■ DATA FOR ANALYSIS
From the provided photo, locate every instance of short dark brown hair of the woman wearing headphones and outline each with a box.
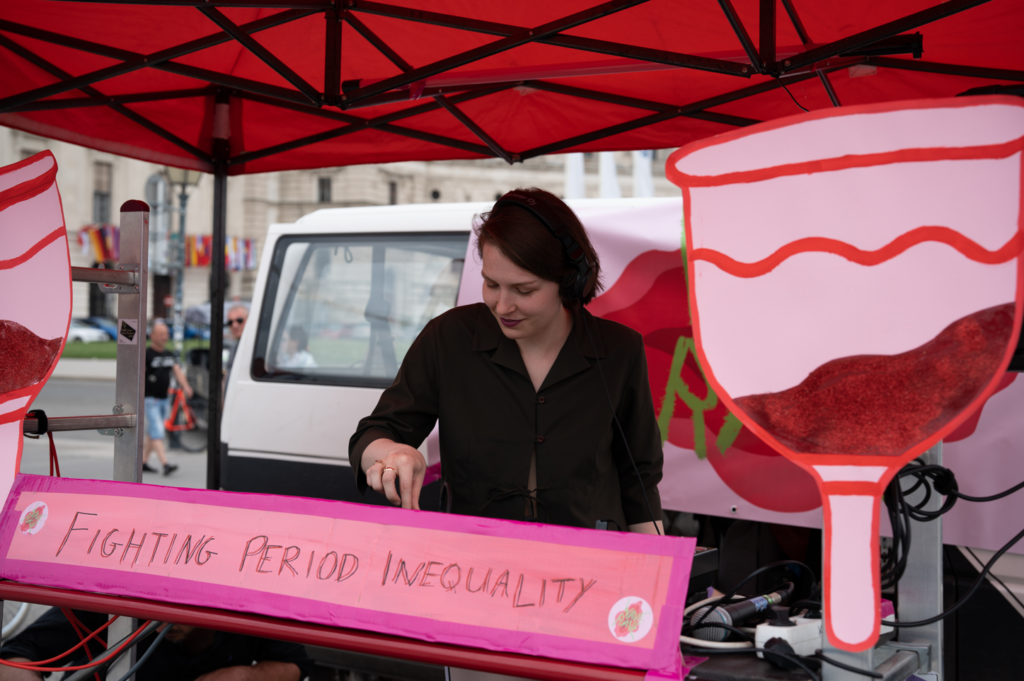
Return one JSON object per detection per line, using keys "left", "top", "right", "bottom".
{"left": 473, "top": 187, "right": 602, "bottom": 307}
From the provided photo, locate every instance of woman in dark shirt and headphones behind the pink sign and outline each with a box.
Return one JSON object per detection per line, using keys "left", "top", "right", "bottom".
{"left": 349, "top": 188, "right": 663, "bottom": 534}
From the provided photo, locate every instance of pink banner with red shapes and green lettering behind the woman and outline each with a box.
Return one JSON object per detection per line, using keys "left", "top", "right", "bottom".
{"left": 462, "top": 196, "right": 1024, "bottom": 553}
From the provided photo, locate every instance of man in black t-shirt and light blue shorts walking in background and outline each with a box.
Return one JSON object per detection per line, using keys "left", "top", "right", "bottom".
{"left": 142, "top": 322, "right": 191, "bottom": 475}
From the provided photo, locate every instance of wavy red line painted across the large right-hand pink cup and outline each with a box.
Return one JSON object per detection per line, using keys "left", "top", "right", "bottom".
{"left": 690, "top": 226, "right": 1024, "bottom": 279}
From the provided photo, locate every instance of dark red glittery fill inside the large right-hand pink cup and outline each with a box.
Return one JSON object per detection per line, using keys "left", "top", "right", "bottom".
{"left": 735, "top": 303, "right": 1015, "bottom": 456}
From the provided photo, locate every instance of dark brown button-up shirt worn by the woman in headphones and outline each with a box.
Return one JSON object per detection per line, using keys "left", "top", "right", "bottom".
{"left": 349, "top": 303, "right": 663, "bottom": 529}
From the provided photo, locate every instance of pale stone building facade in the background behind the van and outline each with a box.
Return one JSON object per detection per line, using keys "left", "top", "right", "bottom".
{"left": 0, "top": 127, "right": 678, "bottom": 318}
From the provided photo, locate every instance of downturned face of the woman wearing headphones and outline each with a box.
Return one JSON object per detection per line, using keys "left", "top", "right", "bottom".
{"left": 482, "top": 243, "right": 563, "bottom": 340}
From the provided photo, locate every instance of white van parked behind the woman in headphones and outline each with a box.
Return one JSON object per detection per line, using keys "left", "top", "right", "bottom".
{"left": 221, "top": 198, "right": 682, "bottom": 503}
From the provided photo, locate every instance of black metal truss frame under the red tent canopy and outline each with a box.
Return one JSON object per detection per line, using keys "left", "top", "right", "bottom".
{"left": 0, "top": 0, "right": 1024, "bottom": 169}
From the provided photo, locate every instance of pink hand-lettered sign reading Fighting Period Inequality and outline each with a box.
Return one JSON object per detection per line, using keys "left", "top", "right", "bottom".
{"left": 0, "top": 475, "right": 694, "bottom": 678}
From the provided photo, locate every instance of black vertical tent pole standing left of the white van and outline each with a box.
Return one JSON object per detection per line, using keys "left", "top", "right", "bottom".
{"left": 206, "top": 90, "right": 230, "bottom": 490}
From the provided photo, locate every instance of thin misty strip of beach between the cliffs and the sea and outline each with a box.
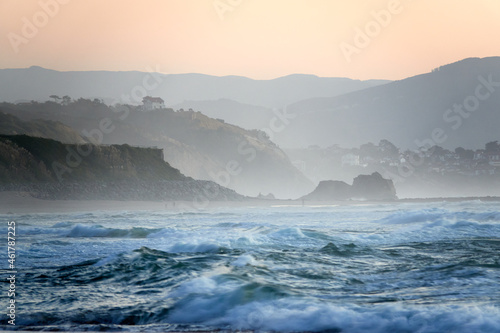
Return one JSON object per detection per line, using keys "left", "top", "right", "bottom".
{"left": 0, "top": 191, "right": 500, "bottom": 214}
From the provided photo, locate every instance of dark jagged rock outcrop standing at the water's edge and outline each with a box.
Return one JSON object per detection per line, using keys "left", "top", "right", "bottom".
{"left": 301, "top": 172, "right": 397, "bottom": 201}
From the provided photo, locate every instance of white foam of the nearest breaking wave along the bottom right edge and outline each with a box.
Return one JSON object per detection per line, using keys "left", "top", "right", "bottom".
{"left": 176, "top": 297, "right": 500, "bottom": 333}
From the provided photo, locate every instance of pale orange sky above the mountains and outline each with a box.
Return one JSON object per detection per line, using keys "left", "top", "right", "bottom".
{"left": 0, "top": 0, "right": 500, "bottom": 80}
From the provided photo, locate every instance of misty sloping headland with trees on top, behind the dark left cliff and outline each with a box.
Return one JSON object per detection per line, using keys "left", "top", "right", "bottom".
{"left": 0, "top": 99, "right": 314, "bottom": 198}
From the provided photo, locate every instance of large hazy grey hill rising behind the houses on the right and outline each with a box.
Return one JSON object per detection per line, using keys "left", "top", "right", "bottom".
{"left": 282, "top": 57, "right": 500, "bottom": 149}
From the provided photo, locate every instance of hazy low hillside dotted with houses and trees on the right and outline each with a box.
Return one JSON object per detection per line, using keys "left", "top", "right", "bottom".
{"left": 287, "top": 141, "right": 500, "bottom": 180}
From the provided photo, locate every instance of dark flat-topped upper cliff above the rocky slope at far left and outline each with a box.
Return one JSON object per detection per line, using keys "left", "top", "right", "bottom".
{"left": 0, "top": 135, "right": 186, "bottom": 183}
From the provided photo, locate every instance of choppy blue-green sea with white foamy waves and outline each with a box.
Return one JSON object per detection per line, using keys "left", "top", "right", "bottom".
{"left": 0, "top": 201, "right": 500, "bottom": 333}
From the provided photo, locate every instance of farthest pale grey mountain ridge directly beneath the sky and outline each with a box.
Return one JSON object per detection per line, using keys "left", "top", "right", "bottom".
{"left": 0, "top": 66, "right": 389, "bottom": 108}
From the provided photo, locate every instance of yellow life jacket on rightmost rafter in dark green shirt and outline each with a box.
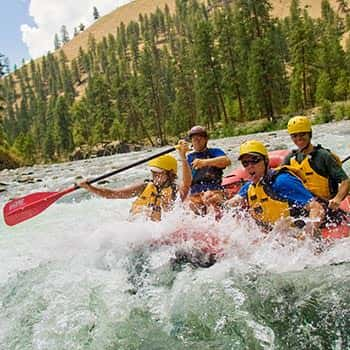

■ EXERCISE DIRECTIONS
Output all of the records word for word, and keep the pictures out of the copy.

■ PROBLEM SOLUTION
From the provided photo, locate every instance of short dark brown hair of the woman wearing headphones and outline each with a box.
Return one JSON object per detection per line, using keys "left", "top", "right", "bottom".
{"left": 473, "top": 187, "right": 602, "bottom": 307}
From the provided photo, locate every instance of woman in dark shirt and headphones behind the pink sign and outline each with a box.
Return one JSON object per detection per line, using keys "left", "top", "right", "bottom".
{"left": 349, "top": 188, "right": 663, "bottom": 534}
From the provided photo, locate every instance of pink banner with red shapes and green lettering behind the woman and outline each with a box.
Return one JSON object per detection per line, using keys "left", "top", "right", "bottom".
{"left": 462, "top": 196, "right": 1024, "bottom": 553}
From the provided photo, locate every instance of man in black t-shirt and light blue shorts walking in background and outline each with a box.
Return one JSON object per detection per line, using keys "left", "top", "right", "bottom".
{"left": 142, "top": 322, "right": 191, "bottom": 475}
From the provided photo, locate every instance of wavy red line painted across the large right-hand pink cup and outline each with a box.
Return one JSON object per detection per line, using keys "left", "top", "right", "bottom".
{"left": 690, "top": 226, "right": 1024, "bottom": 279}
From the provided photo, locate every instance of dark red glittery fill inside the large right-hand pink cup and outline each with a box.
Return one JSON object per detection per line, using keys "left", "top", "right", "bottom".
{"left": 735, "top": 303, "right": 1015, "bottom": 456}
From the provided photo, locate every instance of dark brown button-up shirt worn by the woman in headphones and outline each with a box.
Return one JSON object per detection per line, using keys "left", "top", "right", "bottom".
{"left": 349, "top": 303, "right": 663, "bottom": 529}
From the provided photo, locate every instance of pale stone building facade in the background behind the van and outline each with a box.
Return one JSON object per detection per line, using keys "left", "top", "right", "bottom".
{"left": 0, "top": 127, "right": 678, "bottom": 318}
From the provided photo, locate every instance of downturned face of the woman wearing headphones and outline each with a box.
Return one JSON object per detection per line, using keys "left", "top", "right", "bottom".
{"left": 482, "top": 243, "right": 563, "bottom": 340}
From the provided photo, locate every instance of white van parked behind the woman in headphones and outline each with a box.
Return one JSON object per detection per line, using keys "left", "top", "right", "bottom".
{"left": 221, "top": 198, "right": 682, "bottom": 503}
From the provided photo, locate every instance of black metal truss frame under the red tent canopy and outline each with a box.
Return one JSON object per detection per line, using keys "left", "top", "right", "bottom".
{"left": 0, "top": 0, "right": 1024, "bottom": 169}
From the provided photo, locate every instance of pink hand-lettered sign reading Fighting Period Inequality and outline each with a box.
Return one JSON object per detection per line, using keys "left", "top", "right", "bottom".
{"left": 0, "top": 475, "right": 694, "bottom": 678}
From the provided photo, locate every instance of black vertical tent pole standing left of the white van and outline each with a box.
Return one JSON object per detection per line, using keys "left", "top", "right", "bottom".
{"left": 206, "top": 90, "right": 230, "bottom": 490}
From the provided photo, locate every instance of thin misty strip of beach between the cliffs and the sea and outline each with a box.
Return one JSON object per detection per line, using keys "left", "top", "right", "bottom".
{"left": 0, "top": 191, "right": 500, "bottom": 214}
From the provided photo, locate every instance of dark jagged rock outcrop standing at the water's edge and outline each with a box.
Return one JSON object per detection per line, using keys "left", "top", "right", "bottom".
{"left": 301, "top": 172, "right": 397, "bottom": 201}
From the provided photo, locate every instance of white foam of the nearest breaking wave along the bottom right edge and outline each with a box.
Return one JSON object per detection per line, using keys "left", "top", "right", "bottom".
{"left": 176, "top": 297, "right": 500, "bottom": 333}
From the provided photo, locate every instance of pale orange sky above the mountains and outline each with a box.
Return one JSON object per detection per line, using keys "left", "top", "right", "bottom".
{"left": 0, "top": 0, "right": 500, "bottom": 80}
From the provided photo, locate every instance of misty sloping headland with trees on top, behind the dark left cliff and outline each with a box.
Return one JSON object per detection per line, using keys "left", "top", "right", "bottom".
{"left": 0, "top": 99, "right": 314, "bottom": 198}
From the provided photo, locate every instance of large hazy grey hill rising behind the houses on the right and outline each with a box.
Return one JSON object per detection per line, using keys "left", "top", "right", "bottom".
{"left": 282, "top": 57, "right": 500, "bottom": 149}
From the provided photo, locate every instance of hazy low hillside dotted with houses and trees on the right and outline each with a box.
Return one JSON object per detection per line, using keys "left", "top", "right", "bottom".
{"left": 287, "top": 141, "right": 500, "bottom": 180}
From the provided photo, locate every instance of dark flat-topped upper cliff above the rocky slope at far left and outline each with a box.
Return one JSON object per detection per line, using keys "left", "top", "right", "bottom".
{"left": 0, "top": 135, "right": 186, "bottom": 183}
From the provided photo, locate every instance of choppy blue-green sea with white foamy waves and outline each with a box.
Return one JSON object per detection per line, using keys "left", "top", "right", "bottom".
{"left": 0, "top": 201, "right": 500, "bottom": 333}
From the provided photo, locate every instance of farthest pale grey mountain ridge directly beneath the sky and outline each with a box.
Return one JSON object per detection per line, using keys "left", "top", "right", "bottom".
{"left": 0, "top": 66, "right": 389, "bottom": 108}
From the provided photo, locate every instance of yellow life jacket on rightmost rafter in dark green shirt and outline each with a box.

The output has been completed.